Somatic copy number variation and mutational signature
Using both aligned reads and identified mutations, we studied the genetic aberrations that distinguish cases from controls, including mutations and CNVs. We identified the somatic mutations or CNVs that were common to both the cases’ benign biopsy tissue as well as paired malignant lesions for the ten cases in which we had both tissues available. P-values were derived with the use of Chi-square test or logistic regression. We also studied the mutations to enable the discovery of mutational signatures. Lastly, we evaluated machine learning models and features for breast cancer risk prediction for the cohort. Benjamini-Hochberg method was applied to convert the two-sided P-values to False Discover Rate (FDR) for multi-comparison correction.
A Mutational Signature study was performed to reveal underlying mutational processes for cancer development. The identified somatic mutations were presented as a 96-element vector, which captures the immediate 5′ and 3′ neighbors of the mutated nucleotides. The summary of these mutation characteristics forms a mutational profile for each tissue sample. Putting multiple samples’ profiles together form a matrix with the number of samples as rows (204) and the mutation characteristics as columns (96). Nonnegative matrix factorization (NMF) was applied to enable the discovery of intrinsic patterns in this matrix. The first value where the Residual Sum of Squares (RSS) curve presents an inflection point was used to determine the number of signatures. In total, three signatures were discovered among the cases and controls, or combined. The outputs of NMF consist of an H matrix and a W matrix. The matrix H (dimension of 3 × 96) was used to infer mutational processes. The numbers in matrix W (dimension of 204 × 3) correspond to each samples’ signature exposure levels. This matrix was interpreted as each tissue sample’s accumulated exposure effect to the mutational burden. We further evaluated the association between the signature exposure level and cancer development with logistic regressions, adjusting for age and histology class.
Cancer risk prediction at BBB
To predict cancer development using the mutations identified in BBB, we fit logistic regression with L1 penalty using the case/control status as output variable. Multiple input features have been tested, namely, clinical risk factors, somatic mutations, mutation burden by gene/cytoband/protein domain. The mutation burden is inferred by aggregating all somatic mutations annotated as same gene/cytoband/protein domain to a continuous number, representing the mutation burden of the corresponding unit. In a cross-comparison evaluation, we achieved the best results using protein domains as aggregation unit. In total, 1966 annotated protein domains were utilized as input features for case/control prediction (Supplementary data 5)22. To evaluate the model and features, we performed a bootstrapping by randomly splitting the BBB samples at a 7:3 ratio for training and testing. We also evaluated the models by including clinical risk factors, including age at the time of BBB, age at menarche, age at first live birth, family history of BC in a first-degree relative, histologic variable (proliferative vs non-proliferative).

- MATERIAL PROVIDED:
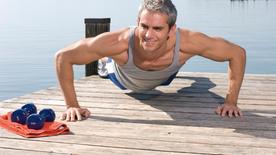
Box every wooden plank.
[0,73,276,154]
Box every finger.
[221,109,227,117]
[70,110,76,122]
[215,106,221,115]
[66,111,70,122]
[60,113,66,120]
[238,110,243,117]
[234,110,239,117]
[76,109,82,121]
[84,110,91,118]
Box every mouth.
[142,38,156,46]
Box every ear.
[136,17,140,26]
[169,24,176,36]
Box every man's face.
[138,10,169,52]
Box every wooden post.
[84,18,110,76]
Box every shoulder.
[86,28,130,56]
[94,28,130,44]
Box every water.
[0,0,276,100]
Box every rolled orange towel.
[0,112,70,138]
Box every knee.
[55,50,67,65]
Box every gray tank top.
[114,27,181,91]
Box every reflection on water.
[0,0,276,100]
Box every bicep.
[59,30,128,64]
[189,33,239,61]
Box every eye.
[153,27,163,32]
[141,24,148,29]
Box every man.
[56,0,246,121]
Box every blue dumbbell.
[39,108,56,122]
[27,108,56,130]
[11,103,37,125]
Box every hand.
[60,107,91,122]
[215,103,243,118]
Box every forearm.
[56,53,80,107]
[225,47,246,105]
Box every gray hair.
[138,0,177,28]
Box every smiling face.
[138,9,174,52]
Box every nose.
[145,29,153,39]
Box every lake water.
[0,0,276,100]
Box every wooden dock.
[0,72,276,155]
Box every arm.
[181,32,246,117]
[56,30,130,121]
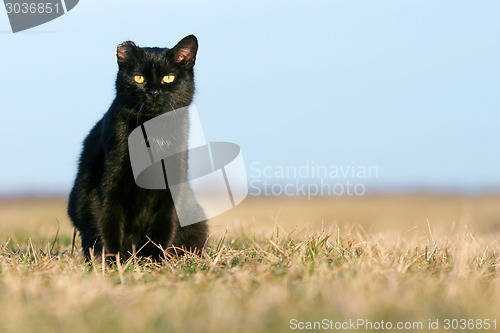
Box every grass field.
[0,195,500,333]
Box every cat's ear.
[116,41,137,64]
[172,35,198,69]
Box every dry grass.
[0,195,500,333]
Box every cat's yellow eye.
[134,75,144,83]
[163,74,175,83]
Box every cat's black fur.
[68,35,208,258]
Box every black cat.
[68,35,208,258]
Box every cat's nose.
[148,89,160,97]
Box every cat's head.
[116,35,198,117]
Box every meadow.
[0,194,500,333]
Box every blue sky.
[0,0,500,194]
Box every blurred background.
[0,0,500,196]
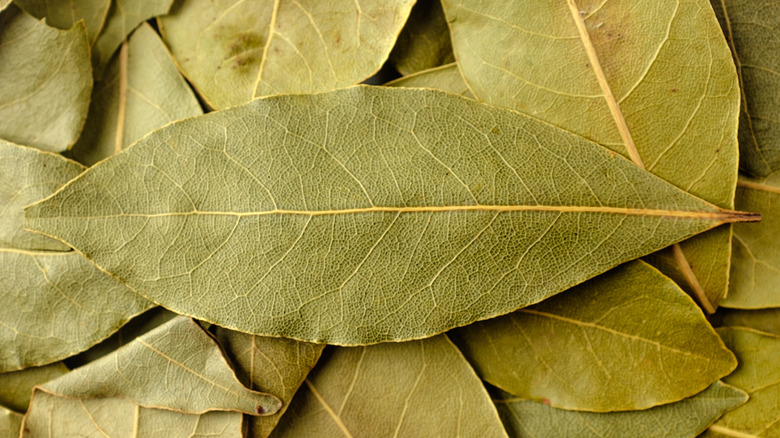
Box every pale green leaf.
[68,23,203,165]
[272,335,506,438]
[0,140,84,251]
[0,362,68,412]
[703,328,780,438]
[26,87,755,345]
[390,0,455,75]
[22,391,241,438]
[0,6,92,152]
[443,0,739,308]
[216,327,325,438]
[159,0,414,108]
[721,172,780,309]
[711,0,780,176]
[36,317,280,415]
[494,382,747,438]
[452,261,737,412]
[92,0,173,77]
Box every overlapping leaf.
[26,87,755,345]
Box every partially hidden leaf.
[159,0,414,108]
[452,261,737,412]
[443,0,739,313]
[271,335,506,438]
[722,172,780,309]
[68,23,203,165]
[36,317,280,415]
[26,86,756,345]
[216,327,325,438]
[703,328,780,438]
[494,382,747,438]
[0,6,92,152]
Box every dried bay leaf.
[443,0,739,311]
[0,6,92,152]
[451,261,737,412]
[272,335,506,437]
[494,382,747,438]
[158,0,414,108]
[68,23,203,165]
[25,87,756,345]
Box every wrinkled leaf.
[722,172,780,309]
[494,382,747,438]
[390,0,455,75]
[26,87,755,345]
[703,328,780,437]
[272,335,506,437]
[443,0,739,308]
[711,0,780,176]
[22,391,241,438]
[216,327,325,438]
[36,317,280,415]
[69,23,203,165]
[159,0,414,108]
[452,262,737,412]
[0,6,92,152]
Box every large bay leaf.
[711,0,780,176]
[68,23,203,165]
[272,335,506,437]
[159,0,414,108]
[722,171,780,309]
[703,328,780,438]
[0,6,92,152]
[452,261,737,412]
[36,317,280,415]
[443,0,739,311]
[494,382,747,438]
[26,87,756,345]
[216,327,325,438]
[22,391,241,438]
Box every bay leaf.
[390,0,455,76]
[711,0,780,176]
[451,261,737,412]
[0,140,84,251]
[702,327,780,437]
[271,335,506,437]
[158,0,414,108]
[25,86,756,345]
[494,382,747,438]
[36,317,280,415]
[722,171,780,309]
[0,6,92,152]
[216,327,325,438]
[21,391,241,438]
[443,0,739,313]
[68,23,203,165]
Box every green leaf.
[443,0,739,308]
[452,262,737,412]
[26,87,755,345]
[703,328,780,437]
[722,172,780,309]
[272,335,506,437]
[711,0,780,176]
[36,317,280,415]
[68,23,203,165]
[0,6,92,152]
[216,327,325,438]
[22,391,241,438]
[494,382,747,438]
[159,0,414,108]
[390,0,455,75]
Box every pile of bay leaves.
[0,0,780,438]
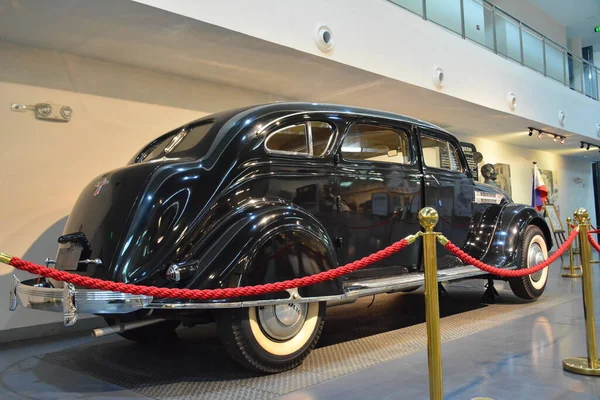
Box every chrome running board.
[144,265,487,310]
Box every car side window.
[265,121,334,156]
[342,124,411,164]
[421,136,463,172]
[265,124,308,154]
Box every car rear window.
[136,122,213,162]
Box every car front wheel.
[217,302,325,373]
[508,225,548,300]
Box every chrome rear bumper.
[10,275,152,326]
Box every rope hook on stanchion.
[562,217,581,278]
[419,207,444,400]
[563,208,600,376]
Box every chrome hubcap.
[258,303,307,340]
[527,242,546,282]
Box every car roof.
[196,102,451,134]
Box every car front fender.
[481,204,552,267]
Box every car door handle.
[408,174,423,185]
[425,174,441,186]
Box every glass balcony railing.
[388,0,600,100]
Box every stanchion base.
[563,265,581,269]
[563,357,600,376]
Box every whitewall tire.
[217,302,325,373]
[508,225,548,300]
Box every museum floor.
[0,255,600,400]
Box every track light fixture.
[527,126,564,145]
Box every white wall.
[594,50,600,68]
[0,42,282,330]
[457,131,596,231]
[137,0,600,141]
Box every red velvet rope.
[9,239,410,300]
[444,225,579,278]
[588,230,600,252]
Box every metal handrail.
[387,0,600,101]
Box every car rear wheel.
[217,302,325,373]
[508,225,548,300]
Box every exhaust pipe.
[92,318,166,337]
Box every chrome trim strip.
[62,283,78,326]
[8,274,21,311]
[146,265,494,310]
[11,265,502,316]
[10,278,152,326]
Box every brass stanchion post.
[588,218,600,264]
[563,208,600,376]
[419,207,444,400]
[562,217,581,278]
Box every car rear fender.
[186,199,343,297]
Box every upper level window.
[421,136,462,172]
[265,121,334,156]
[342,124,410,164]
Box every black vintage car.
[11,103,552,372]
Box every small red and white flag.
[531,164,548,211]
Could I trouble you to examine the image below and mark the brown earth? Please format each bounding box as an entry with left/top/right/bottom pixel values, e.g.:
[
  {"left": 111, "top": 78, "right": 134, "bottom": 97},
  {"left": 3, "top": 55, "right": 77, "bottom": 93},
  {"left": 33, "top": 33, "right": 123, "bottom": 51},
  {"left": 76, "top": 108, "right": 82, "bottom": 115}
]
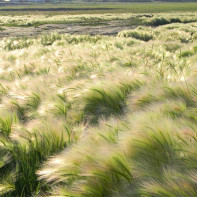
[{"left": 0, "top": 21, "right": 134, "bottom": 38}]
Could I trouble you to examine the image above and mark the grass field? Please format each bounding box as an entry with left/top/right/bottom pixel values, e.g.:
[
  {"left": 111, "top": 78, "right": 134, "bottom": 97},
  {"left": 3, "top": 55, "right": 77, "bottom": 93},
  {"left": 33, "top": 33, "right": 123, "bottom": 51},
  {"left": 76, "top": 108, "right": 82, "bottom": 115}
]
[
  {"left": 0, "top": 3, "right": 197, "bottom": 15},
  {"left": 0, "top": 4, "right": 197, "bottom": 197}
]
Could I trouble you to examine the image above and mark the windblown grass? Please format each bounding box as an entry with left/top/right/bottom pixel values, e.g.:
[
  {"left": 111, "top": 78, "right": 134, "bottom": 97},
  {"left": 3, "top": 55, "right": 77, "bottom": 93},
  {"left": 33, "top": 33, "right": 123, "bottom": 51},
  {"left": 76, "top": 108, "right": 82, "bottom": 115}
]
[{"left": 0, "top": 17, "right": 197, "bottom": 197}]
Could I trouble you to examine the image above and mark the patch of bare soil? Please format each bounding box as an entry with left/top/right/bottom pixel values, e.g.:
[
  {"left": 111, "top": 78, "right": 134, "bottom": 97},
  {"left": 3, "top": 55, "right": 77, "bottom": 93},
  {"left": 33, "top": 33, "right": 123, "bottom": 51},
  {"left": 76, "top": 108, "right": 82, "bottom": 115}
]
[{"left": 0, "top": 21, "right": 134, "bottom": 38}]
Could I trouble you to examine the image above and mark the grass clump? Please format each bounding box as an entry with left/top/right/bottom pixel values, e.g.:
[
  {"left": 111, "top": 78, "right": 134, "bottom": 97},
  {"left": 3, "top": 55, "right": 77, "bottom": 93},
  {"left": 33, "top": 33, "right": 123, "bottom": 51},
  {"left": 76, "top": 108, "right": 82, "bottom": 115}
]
[{"left": 84, "top": 81, "right": 141, "bottom": 120}]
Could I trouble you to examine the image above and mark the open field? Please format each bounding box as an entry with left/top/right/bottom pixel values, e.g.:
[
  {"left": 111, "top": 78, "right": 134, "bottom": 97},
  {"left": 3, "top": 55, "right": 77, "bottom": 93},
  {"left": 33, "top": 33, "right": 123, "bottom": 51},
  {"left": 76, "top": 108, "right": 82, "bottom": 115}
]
[
  {"left": 0, "top": 2, "right": 197, "bottom": 15},
  {"left": 0, "top": 12, "right": 197, "bottom": 38},
  {"left": 0, "top": 16, "right": 197, "bottom": 197},
  {"left": 0, "top": 3, "right": 197, "bottom": 197}
]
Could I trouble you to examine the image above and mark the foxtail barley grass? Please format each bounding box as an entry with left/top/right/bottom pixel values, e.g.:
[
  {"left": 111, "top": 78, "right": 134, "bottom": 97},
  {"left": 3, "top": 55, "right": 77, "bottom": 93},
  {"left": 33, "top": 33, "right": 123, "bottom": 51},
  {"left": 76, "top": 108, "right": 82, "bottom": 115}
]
[{"left": 0, "top": 13, "right": 197, "bottom": 197}]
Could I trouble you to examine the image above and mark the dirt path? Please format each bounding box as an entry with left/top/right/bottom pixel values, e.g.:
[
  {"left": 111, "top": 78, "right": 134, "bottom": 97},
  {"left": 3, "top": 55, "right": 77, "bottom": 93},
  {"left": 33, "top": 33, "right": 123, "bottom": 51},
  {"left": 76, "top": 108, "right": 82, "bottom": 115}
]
[{"left": 0, "top": 21, "right": 134, "bottom": 38}]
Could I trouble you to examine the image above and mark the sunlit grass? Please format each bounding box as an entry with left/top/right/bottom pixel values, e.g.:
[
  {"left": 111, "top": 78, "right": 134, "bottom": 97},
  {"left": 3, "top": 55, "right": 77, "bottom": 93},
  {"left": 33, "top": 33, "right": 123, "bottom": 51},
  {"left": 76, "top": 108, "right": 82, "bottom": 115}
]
[{"left": 0, "top": 17, "right": 197, "bottom": 197}]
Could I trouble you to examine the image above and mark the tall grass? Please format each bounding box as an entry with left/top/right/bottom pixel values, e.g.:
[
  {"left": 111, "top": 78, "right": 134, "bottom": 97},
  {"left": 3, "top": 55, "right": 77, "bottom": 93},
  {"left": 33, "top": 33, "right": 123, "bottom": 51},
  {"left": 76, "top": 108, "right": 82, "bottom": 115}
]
[{"left": 0, "top": 18, "right": 197, "bottom": 197}]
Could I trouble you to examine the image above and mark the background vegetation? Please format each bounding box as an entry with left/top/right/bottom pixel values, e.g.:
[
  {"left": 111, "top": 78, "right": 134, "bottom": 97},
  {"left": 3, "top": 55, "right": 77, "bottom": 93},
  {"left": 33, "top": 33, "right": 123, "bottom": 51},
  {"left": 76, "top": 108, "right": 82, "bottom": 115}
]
[{"left": 0, "top": 13, "right": 197, "bottom": 197}]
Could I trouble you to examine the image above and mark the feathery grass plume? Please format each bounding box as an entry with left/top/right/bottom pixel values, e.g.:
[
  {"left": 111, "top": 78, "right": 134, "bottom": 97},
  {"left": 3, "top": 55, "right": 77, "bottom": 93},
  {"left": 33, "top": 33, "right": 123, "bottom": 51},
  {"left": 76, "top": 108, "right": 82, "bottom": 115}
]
[
  {"left": 11, "top": 122, "right": 67, "bottom": 196},
  {"left": 84, "top": 80, "right": 142, "bottom": 122},
  {"left": 0, "top": 111, "right": 17, "bottom": 137}
]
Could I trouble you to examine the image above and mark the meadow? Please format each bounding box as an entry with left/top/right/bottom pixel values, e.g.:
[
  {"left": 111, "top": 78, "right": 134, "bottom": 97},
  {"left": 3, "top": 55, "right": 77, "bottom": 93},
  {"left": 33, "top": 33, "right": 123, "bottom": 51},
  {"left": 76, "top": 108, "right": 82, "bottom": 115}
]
[{"left": 0, "top": 4, "right": 197, "bottom": 197}]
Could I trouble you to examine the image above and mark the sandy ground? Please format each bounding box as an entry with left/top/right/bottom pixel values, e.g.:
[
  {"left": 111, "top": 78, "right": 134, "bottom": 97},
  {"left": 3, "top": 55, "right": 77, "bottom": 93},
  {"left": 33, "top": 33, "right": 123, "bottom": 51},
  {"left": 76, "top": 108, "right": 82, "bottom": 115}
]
[{"left": 0, "top": 21, "right": 134, "bottom": 38}]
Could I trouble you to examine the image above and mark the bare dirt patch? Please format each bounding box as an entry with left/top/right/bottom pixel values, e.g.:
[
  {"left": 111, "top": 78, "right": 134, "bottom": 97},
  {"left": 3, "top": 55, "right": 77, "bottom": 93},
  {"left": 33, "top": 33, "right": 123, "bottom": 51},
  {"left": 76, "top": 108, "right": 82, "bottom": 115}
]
[{"left": 0, "top": 21, "right": 134, "bottom": 38}]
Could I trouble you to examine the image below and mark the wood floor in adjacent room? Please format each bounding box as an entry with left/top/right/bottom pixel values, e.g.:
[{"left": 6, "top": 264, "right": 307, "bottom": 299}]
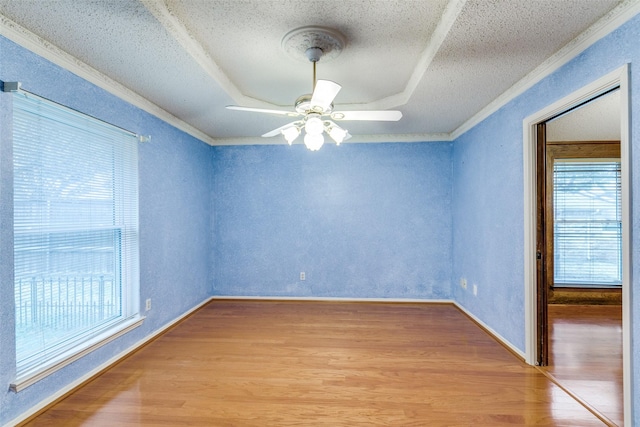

- PROBLEMS AND TASKS:
A. From the methods text, list every clinical risk factor that was added when the models were evaluated.
B. Rename "CNVs" to "copy number variants" in a passage of the methods text. Begin at the words "Somatic copy number" and stop after "for multi-comparison correction.".

- TASK SOLUTIONS:
A.
- Age at the time of BBB
- Age at menarche
- Age at first live birth
- Family history of BC in a first-degree relative
- Histologic variable (proliferative vs non-proliferative)

B.
Somatic copy number variation and mutational signature
Using both aligned reads and identified mutations, we studied the genetic aberrations that distinguish cases from controls, including mutations and copy number variants. We identified the somatic mutations or copy number variants that were common to both the cases’ benign biopsy tissue as well as paired malignant lesions for the ten cases in which we had both tissues available. P-values were derived with the use of Chi-square test or logistic regression. We also studied the mutations to enable the discovery of mutational signatures. Lastly, we evaluated machine learning models and features for breast cancer risk prediction for the cohort. Benjamini-Hochberg method was applied to convert the two-sided P-values to False Discover Rate (FDR) for multi-comparison correction.